======== EXTRACT ========
In [1]:
import plotly.io as pio
import plotly.graph_objects as go
from plotly.subplots import make_subplots
import plotly.express as px
import pandas as pd
import numpy as np

# Set up the plotting template
pio.templates["custom"] = pio.templates["plotly"]
pio.templates["custom"].layout.margin = dict(l=0, r=0, t=50, b=0)
pio.templates.default = "custom"

## Correlation

Before diving in to the DFT, here is some background on correlation. Correlation is very similar to convolution. Given two input signals, it produces a third signal. The algorithm to find the correlation of two signals similarly involves multiplying the input signal with the target signal and summing the points to create $y[i]$, the output signal.

The purpose of correlation is to detect a known waveform within another waveform. An example would be using an echo-location system (e.g. radar) sending a pulse with a known waveform to detect a moving object. The reflected signal would be shrouded with noise with the shape of our original pulse baked in somewhere. We would use correlation to detect where that known waveform lies within the received signal.

In [2]:
# Target signal
t = np.zeros(20)
t[:7] = np.array([0, 1.0, 0.8, 0.6, 0.4, 0.2, 0.0])

# Received signal with added noise
x = 0.15*np.random.rand(80) - 0.15/2
x[17:24] += t[:7]
x *= 0.2

fig = make_subplots(rows=1, cols=2, subplot_titles=("Transmit signal t[n]", "Received signal x[n]"))
fig.add_trace(go.Scatter(y=t,
                         marker=dict(size=10, symbol="square"),
                         mode="lines+markers"),
              row=1, col=1)
fig.add_trace(go.Scatter(y=x,
                         marker=dict(size=10, symbol="square"),
                         mode="lines+markers"),
              row=1, col=2)
fig.update_layout(showlegend=False)
fig.update_xaxes(title_text="Sample number (or time)")
fig.update_yaxes(title_text="Amplitude")
fig.show()

When the target signal $t[n]$ is correlated with the received signal $x[n]$, the result is called the **cross-correlation signal**, $y[n]$. The amplitude of each point in the cross-correlation signal is a measure of how similar the received signal is to the target signal at that particular location. This means that at a given point in $y[n]$, a peak will occur when the shape of $x[n]$ lines up with the shape of $t[n]$. The values in that location will be maximized, indication a detection of the target waveform. This does not necessarily mean the cross-correlation signal will look like the target signal, only that there will be a peak where $t[n]$ is detected in $x[n]$ $^{[1]}$.
========
STATED EXERCISE A:
Count the lines of the entries that contain the string "siding", treating case as significant, and reply with the number alone.
The notebook on correlation has no connection to the entries that come after it.
======== TASK INPUTS ========
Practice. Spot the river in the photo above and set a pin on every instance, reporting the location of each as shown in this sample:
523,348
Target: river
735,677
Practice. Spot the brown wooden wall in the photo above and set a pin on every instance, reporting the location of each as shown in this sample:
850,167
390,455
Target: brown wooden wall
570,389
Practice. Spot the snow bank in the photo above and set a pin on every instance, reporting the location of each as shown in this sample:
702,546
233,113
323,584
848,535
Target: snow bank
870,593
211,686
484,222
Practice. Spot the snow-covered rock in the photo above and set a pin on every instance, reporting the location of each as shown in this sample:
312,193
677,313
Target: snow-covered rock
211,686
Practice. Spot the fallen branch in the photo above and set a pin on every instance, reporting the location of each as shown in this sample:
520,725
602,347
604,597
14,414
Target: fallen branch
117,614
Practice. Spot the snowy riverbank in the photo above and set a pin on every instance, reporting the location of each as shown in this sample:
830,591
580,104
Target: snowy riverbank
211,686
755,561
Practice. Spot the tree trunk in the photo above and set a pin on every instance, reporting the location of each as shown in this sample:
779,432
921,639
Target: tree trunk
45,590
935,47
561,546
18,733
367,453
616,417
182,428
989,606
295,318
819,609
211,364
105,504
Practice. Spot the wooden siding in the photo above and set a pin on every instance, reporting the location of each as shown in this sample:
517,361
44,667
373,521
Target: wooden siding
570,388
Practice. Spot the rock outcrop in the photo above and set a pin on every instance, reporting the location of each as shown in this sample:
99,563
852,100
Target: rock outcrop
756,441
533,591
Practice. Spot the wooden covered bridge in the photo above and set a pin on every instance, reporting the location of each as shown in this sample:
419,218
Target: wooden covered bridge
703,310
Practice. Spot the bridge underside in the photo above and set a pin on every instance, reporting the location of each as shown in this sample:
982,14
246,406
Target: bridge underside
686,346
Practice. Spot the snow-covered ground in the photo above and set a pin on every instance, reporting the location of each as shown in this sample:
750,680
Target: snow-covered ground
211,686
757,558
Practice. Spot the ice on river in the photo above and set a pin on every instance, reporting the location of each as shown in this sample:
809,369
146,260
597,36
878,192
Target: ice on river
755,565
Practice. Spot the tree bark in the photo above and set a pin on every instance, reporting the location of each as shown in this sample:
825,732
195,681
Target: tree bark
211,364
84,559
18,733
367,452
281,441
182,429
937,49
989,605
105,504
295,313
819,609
========
======== TASK INPUTS ========
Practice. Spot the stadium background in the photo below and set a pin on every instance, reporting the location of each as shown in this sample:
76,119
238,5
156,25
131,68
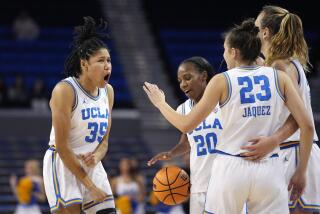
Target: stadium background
========
======== TASK INPUTS ========
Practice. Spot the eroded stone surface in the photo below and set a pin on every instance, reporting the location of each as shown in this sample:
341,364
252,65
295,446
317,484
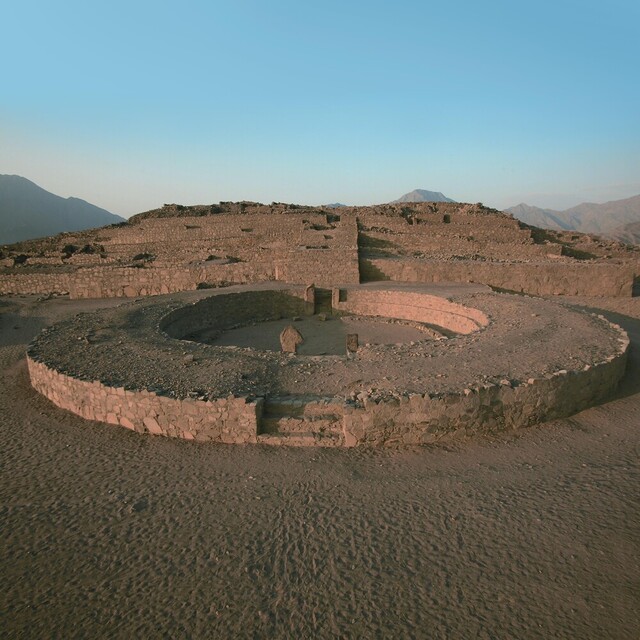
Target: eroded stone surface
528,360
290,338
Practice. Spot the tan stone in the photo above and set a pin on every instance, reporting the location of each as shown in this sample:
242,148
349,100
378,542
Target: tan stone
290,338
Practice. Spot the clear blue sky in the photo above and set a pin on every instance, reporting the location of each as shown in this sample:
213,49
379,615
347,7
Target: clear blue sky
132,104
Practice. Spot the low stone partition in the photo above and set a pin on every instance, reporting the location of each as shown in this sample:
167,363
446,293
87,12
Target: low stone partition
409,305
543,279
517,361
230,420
========
STATED EXERCISE B:
Answer these questions using the notebook on correlation:
(i) What does it state is the purpose of correlation?
(ii) What example of an echo-location system does it give?
(iii) What name is given to the result of correlating the target signal with the received signal?

CORRECT RESPONSE A:
2

CORRECT RESPONSE B:
(i) To detect a known waveform within another waveform.
(ii) Radar.
(iii) The cross-correlation signal, y[n].